• Text section:
* * * * *
# SS 26.06.21 - Glass, L. #3



## Mika (Jul 24, 2009)

A continuation of the Saturday Symphonies Tradition:

Welcome to another weekend of symphonic listening!

For your listening pleasure this weekend:

Louis Glass (1864 - 1936)

Symphony No. 3 D major Op. 30 (Forest Symphony)

I. Moderato - Allegro ma non troppo 
II. Andante con moto, poco allegretto
III. Scherzo: Allegro vivace
IV. Finale: Allegro
---------------------

Post what recording you are going to listen to giving details of Orchestra / Conductor / Chorus / Soloists etc - Enjoy!


----------



## Mika (Jul 24, 2009)

Inspired by recent discussion in here I decided to pick first ever Louis Glass symphony to your enjoyment. I have never listened his symphonies before. The recording I am going to use is this one:







Youtube has at least this one:


----------



## Rogerx (Apr 27, 2018)

Louis Glass: Symphonies Nos. 3 & 6

Plovdiv Philharmonic Orchestra, Nayden Todorov


----------



## Bulldog (Nov 21, 2013)
* * * * *
• Tasks to complete:
1. Retype the Louis Glass symphony thread from "Symphony No. 3" up to and including "etc - Enjoy!".
2. Write the next part of the forum thread on the Louis Glass symphony, starting after its final line.
* * * * *
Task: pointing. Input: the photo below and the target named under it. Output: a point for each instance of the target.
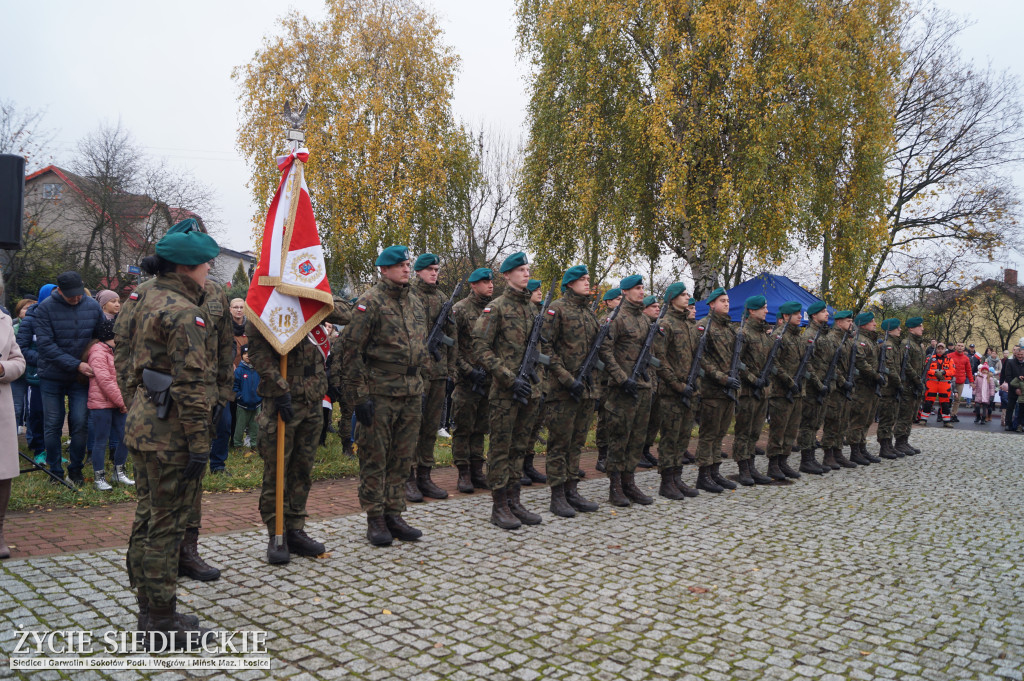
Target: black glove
(284, 405)
(197, 464)
(521, 388)
(365, 413)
* * * * *
• Results of the tasks:
1.
Symphony No. 3 D major Op. 30 (Forest Symphony)

I. Moderato - Allegro ma non troppo 
II. Andante con moto, poco allegretto
III. Scherzo: Allegro vivace
IV. Finale: Allegro
---------------------

Post what recording you are going to listen to giving details of Orchestra / Conductor / Chorus / Soloists etc - Enjoy!

2.
RogerX stepped on the wrong piece of glass.


----------



## Malx (Jun 18, 2017)

I'll see what I can find on Qobuz.


----------



## Rogerx (Apr 27, 2018)

Bulldog said:


> RogerX stepped on the wrong piece of glass.


Thank you sir, I did change it.


----------



## Art Rock (Nov 28, 2009)

Todorov on Danacord from CD for me.


----------



## cougarjuno (Jul 1, 2012)

Have only recently started listening to Glass. A recent purchase.


----------



## D Smith (Sep 13, 2014)

Raiskin for me, too.



cougarjuno said:


> Have only recently started listening to Glass. A recent purchase.


----------



## Enthusiast (Mar 5, 2016)

I'm also with Raiskin. Very pleasant music that retained my interest throughout.


----------



## Kiki (Aug 15, 2018)

Raiskin too, on Spotify. First encounter with Louis Glass. Conservatively nice. Nothing controversial. Not boring either. Really like the first movement and the scherzo.


----------



## Haydn man (Jan 25, 2014)

cougarjuno said:


> Have only recently started listening to Glass. A recent purchase.


The same version for me via Spotify


----------



## CnC Bartok (Jun 5, 2017)

I like the symphonies of Louis Glass, they are very listenable to, and well-constructed, and I sense he knew his way around an orchestra as well.

I have the Plovdiv PO set, half of them as downloads, and it is probably rather snobbish of me to feel they could be better served, although I have no evidence to support that.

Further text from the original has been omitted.